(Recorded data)
--- START ---

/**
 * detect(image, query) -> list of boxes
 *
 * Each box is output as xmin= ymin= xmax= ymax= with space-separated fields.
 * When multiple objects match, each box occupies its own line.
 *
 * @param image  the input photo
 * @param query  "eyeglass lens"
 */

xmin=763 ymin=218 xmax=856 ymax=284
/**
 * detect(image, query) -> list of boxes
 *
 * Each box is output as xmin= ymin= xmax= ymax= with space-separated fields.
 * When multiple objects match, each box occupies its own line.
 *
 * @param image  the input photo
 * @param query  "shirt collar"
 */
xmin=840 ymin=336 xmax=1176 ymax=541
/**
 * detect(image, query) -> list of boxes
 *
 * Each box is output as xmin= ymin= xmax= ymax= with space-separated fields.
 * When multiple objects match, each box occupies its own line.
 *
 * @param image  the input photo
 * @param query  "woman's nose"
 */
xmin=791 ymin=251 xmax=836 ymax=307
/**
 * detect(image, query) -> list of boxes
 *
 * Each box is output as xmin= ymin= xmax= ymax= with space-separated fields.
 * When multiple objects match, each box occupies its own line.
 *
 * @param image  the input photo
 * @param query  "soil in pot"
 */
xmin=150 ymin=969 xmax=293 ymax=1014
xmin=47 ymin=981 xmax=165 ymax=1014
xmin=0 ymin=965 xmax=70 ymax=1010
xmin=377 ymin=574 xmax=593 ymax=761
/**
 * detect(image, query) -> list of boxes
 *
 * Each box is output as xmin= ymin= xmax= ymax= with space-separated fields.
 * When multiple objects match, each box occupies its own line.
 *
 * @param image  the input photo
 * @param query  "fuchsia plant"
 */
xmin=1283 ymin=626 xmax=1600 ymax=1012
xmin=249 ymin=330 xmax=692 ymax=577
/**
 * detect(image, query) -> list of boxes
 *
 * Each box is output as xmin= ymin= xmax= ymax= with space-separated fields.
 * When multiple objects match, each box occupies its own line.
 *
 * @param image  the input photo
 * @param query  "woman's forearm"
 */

--- END ---

INSTRUCTIONS TO FOLLOW –
All of the records above must be reproduced exactly.

OUTPUT FOR THIS TASK –
/**
 * detect(image, query) -> list of boxes
 *
 * Each box is output as xmin= ymin= xmax= ymax= with space-separated fields.
 * When multiple objects match, each box occupies its own line.
 *
 * @param image  the input photo
 * @param query  "eyeglass lens"
 */

xmin=763 ymin=218 xmax=856 ymax=284
/**
 * detect(image, query) -> list of boxes
 *
 * Each box is output as xmin= ymin= xmax= ymax= with space-separated fields.
 * When multiple objects match, each box occupies its own line.
 *
 * @param image  the input photo
 * @param query  "shirt collar"
 */
xmin=840 ymin=336 xmax=1176 ymax=541
/**
 * detect(image, query) -> list of boxes
 *
 * Each box is output as xmin= ymin= xmax= ymax= with space-separated fields.
 * When multiple objects match, each box occupies its own line.
 *
 * @param image  the input photo
 * @param query  "woman's nose"
 */
xmin=791 ymin=251 xmax=836 ymax=307
/**
 * detect(image, query) -> list of boxes
 *
 * Each box is output as xmin= ymin= xmax= ymax= with space-separated fields.
 * When multiple objects match, each box occupies its own line.
 *
 * @param image  the input photo
 * @param query  "soil in pot"
 */
xmin=150 ymin=969 xmax=293 ymax=1014
xmin=47 ymin=981 xmax=165 ymax=1014
xmin=0 ymin=965 xmax=70 ymax=1010
xmin=377 ymin=574 xmax=593 ymax=761
/**
 * detect(image, query) -> list of boxes
 *
 * Each box is output as xmin= ymin= xmax= ymax= with space-separated fields.
 * When multiple objects match, each box occupies its own line.
 *
 * @param image  the input photo
 * @param query  "fuchsia plant"
 */
xmin=1283 ymin=626 xmax=1600 ymax=1012
xmin=249 ymin=330 xmax=692 ymax=577
/**
 * detect(image, query) -> list of boxes
 *
 * Each box is output as xmin= ymin= xmax= ymax= with space-separated fields.
 * When multiple objects match, each box occupies its own line.
 *
 * @param image  the input photo
 * @param query  "woman's forearm"
 */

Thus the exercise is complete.